Task instructions: Can you rewrite every line of the rows below, request included, shifting each bounding-box coordinate up by 138?

──────── Material

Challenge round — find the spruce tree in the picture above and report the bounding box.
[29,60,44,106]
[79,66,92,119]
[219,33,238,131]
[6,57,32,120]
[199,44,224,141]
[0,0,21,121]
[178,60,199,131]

────────────────

Output:
Challenge round — find the spruce tree in the picture above and report the bounding box.
[167,198,182,244]
[217,204,230,257]
[357,171,376,269]
[144,195,170,258]
[337,182,362,279]
[138,138,159,259]
[316,198,337,269]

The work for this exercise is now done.